EXERCISE 1: In the article on Chile's pension protests, shorten the paragraph that begins "Today the Lower House is expected" and keep its main facts.
EXERCISE 2: Pick up the article about Chile's pension protests right after its final sentence and keep writing.

TEXT:
────────────────────

Chile: Night of Fury to Demand the Withdrawal of Pension Funds

  • Burning barricade in the streets, Santiago, Chile, July 14, 2020.

    Burning barricade in the streets, Santiago, Chile, July 14, 2020. | Photo: Twitter/ @frente_foto

Published 15 July 2020

Citizens expect lawmakers to pass a law allowing them to withdraw 10 percent of the savings which private pension fund insurers control.

From Tuesday night until early Wednesday morning, Chilean citizens took to the streets to support a pension-related bill and protest against President Sebastian Piñera.


Chile: Deputies Seek to Speed up Approval of Pension Initiative

Today the Lower House is expected to vote on a bill that will allow Chileans to withdraw the 10 percent of their savings that remain controlled by the repudiated Pension Fund Insurers (AFP), which are private companies that control pensions in this South American country since that time of the Augusto Pinochet dictatorship (1973-1990).

────────────────────

ENTRIES PROVIDED:

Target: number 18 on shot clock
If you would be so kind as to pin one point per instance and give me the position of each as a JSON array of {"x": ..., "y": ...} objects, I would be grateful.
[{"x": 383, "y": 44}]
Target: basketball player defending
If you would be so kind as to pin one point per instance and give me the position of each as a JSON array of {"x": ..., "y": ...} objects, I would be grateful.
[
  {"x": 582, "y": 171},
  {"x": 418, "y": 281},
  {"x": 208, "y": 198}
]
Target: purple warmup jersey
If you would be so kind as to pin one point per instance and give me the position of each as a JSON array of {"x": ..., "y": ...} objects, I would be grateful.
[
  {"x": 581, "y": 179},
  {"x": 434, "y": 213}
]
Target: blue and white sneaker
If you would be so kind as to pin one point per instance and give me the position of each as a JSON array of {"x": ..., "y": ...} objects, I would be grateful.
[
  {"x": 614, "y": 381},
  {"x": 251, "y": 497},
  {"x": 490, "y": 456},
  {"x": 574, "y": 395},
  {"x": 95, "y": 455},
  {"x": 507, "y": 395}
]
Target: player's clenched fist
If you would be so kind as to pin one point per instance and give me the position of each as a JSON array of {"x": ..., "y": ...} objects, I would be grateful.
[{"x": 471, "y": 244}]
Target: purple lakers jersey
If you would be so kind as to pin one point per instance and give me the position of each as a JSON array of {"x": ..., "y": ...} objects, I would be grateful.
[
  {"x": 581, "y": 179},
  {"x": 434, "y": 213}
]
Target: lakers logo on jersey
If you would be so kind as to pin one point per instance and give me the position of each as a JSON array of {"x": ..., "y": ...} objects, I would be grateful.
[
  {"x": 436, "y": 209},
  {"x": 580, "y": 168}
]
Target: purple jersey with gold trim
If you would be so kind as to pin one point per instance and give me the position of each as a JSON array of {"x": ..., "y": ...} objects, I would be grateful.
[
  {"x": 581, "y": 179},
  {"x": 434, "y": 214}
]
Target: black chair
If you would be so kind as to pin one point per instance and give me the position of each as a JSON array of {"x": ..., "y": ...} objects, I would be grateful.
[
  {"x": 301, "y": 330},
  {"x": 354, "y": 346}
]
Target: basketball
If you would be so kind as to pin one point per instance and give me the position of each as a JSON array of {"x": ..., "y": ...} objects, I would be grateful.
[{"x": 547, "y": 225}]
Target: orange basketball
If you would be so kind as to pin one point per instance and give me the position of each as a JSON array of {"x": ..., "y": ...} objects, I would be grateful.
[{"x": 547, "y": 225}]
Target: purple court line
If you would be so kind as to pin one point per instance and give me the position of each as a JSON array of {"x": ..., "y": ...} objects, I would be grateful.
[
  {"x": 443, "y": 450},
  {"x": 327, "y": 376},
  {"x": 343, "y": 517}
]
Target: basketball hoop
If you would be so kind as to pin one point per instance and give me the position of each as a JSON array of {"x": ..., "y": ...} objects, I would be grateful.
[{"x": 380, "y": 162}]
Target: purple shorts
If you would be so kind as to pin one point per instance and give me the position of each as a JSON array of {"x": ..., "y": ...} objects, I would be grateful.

────────────────────

EXERCISE ANSWER 1: Chile's Lower House is expected to vote today on a bill letting Chileans withdraw 10 percent of their savings held by the Pension Fund Insurers (AFP). These widely rejected private companies have controlled the country's pensions since the Augusto Pinochet dictatorship (1973-1990).

EXERCISE ANSWER 2:
"This initiative is supported by a large majority of the people, which claims to have the freedom to dispose of the money. The government, however, has done everything in its power to prevent the bill from going ahead," Prensa Latina explained.

During Tuesday night, in several cities of the country, citizens banged pots from their homes as a way to show their discontent. In the country's capital, massive protests were reported in neighborhoods such as Ñuñoa, Recoleta, Quinta Normal, Lo Prado, Quilicura, Huechuraba, Independencia, Maipu, Estacion Central, and Cerro Navia.

In these places, the curfew and the threat of police brutality did not prevent citizens from taking to the streets to build barricades with cardboard and pieces of wood.

Local media also reported the burning of dozens of vehicles in Santiago, where at least five supermarkets were looted.

In this city, the Chileans even went to protest in front of four military police headquarters, which were also the object of their fury. Over 60 people were arrested because of the demonstrations.

On Wednesday morning, the military police redoubled their presence in Dignity Square, which has become the emblem of the Chilean resistance to neoliberalism.